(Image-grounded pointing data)
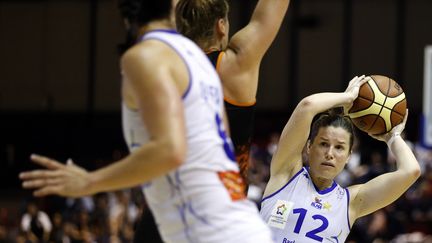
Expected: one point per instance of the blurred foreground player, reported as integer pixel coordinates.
(173, 122)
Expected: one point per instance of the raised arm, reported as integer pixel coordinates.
(239, 67)
(287, 158)
(251, 42)
(156, 93)
(385, 189)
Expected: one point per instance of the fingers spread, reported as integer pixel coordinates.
(48, 190)
(39, 174)
(40, 183)
(46, 162)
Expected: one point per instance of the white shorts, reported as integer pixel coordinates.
(196, 207)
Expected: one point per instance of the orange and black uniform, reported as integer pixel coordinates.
(241, 121)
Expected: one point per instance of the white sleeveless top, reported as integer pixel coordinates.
(299, 212)
(191, 204)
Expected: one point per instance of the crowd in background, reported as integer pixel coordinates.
(111, 217)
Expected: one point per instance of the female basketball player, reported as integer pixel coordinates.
(237, 61)
(173, 122)
(305, 204)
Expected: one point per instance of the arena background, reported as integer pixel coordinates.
(59, 75)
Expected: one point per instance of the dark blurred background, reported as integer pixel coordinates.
(59, 74)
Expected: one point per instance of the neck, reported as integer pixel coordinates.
(321, 183)
(164, 24)
(212, 49)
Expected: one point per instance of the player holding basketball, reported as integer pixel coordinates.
(237, 61)
(173, 122)
(305, 204)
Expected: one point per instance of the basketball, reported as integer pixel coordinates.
(380, 105)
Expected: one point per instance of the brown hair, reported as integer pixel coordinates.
(333, 117)
(196, 19)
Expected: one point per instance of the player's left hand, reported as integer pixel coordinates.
(57, 179)
(396, 131)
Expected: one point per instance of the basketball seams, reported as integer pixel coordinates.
(386, 110)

* TASK TO CARRY OUT
The records above should be retyped in full and exactly; omit the pictures.

* SOLUTION TO THE EXERCISE
Expected: one point per instance of the blurred foreground player, reported as integer pixel coordinates.
(173, 122)
Expected: one point per instance of the raised arm, reported as integer pixel coordinates.
(239, 67)
(287, 158)
(251, 42)
(156, 93)
(385, 189)
Expected: one point per instance of the fingers spread, reported as integer pixel coordinates.
(48, 190)
(39, 174)
(40, 183)
(46, 162)
Expected: one point per instance of the white shorts, reported as integer pixel coordinates.
(196, 207)
Expected: one point per instance of the orange and black uniform, reported as integer pixel coordinates.
(241, 121)
Expected: one point per instance of the white sleeveless top, reported as integer pixel coordinates.
(299, 212)
(191, 204)
Expected: one point per instance of the crowd in background, reported as integer pixel coordinates.
(111, 217)
Expected: one point per instance of the female basketball player, reported as integer pixel coordinates.
(237, 61)
(173, 122)
(305, 204)
Expected: one point per instance of the arena background, reported as integer pixel coordinates.
(59, 75)
Expected: one point per instance of the dark blurred background, reported as integer pixel coordinates.
(59, 74)
Expected: one point per instance of the neck, reported as integer pixel coordinates.
(321, 183)
(164, 24)
(212, 49)
Expected: one point per instance of the player holding basketball, reported as integer pixel coordinates.
(237, 61)
(173, 122)
(305, 204)
Expected: one point per instance of the basketball, reported as integer pixel coordinates.
(380, 105)
Expected: one point per instance of the brown hair, reported as integer pixel coordinates.
(333, 117)
(196, 19)
Expected: one point per instance of the player's left hand, reported as integer pixel coordinates.
(57, 179)
(396, 131)
Expected: one point per instance of the basketball seams, reported as integer pixel coordinates.
(386, 110)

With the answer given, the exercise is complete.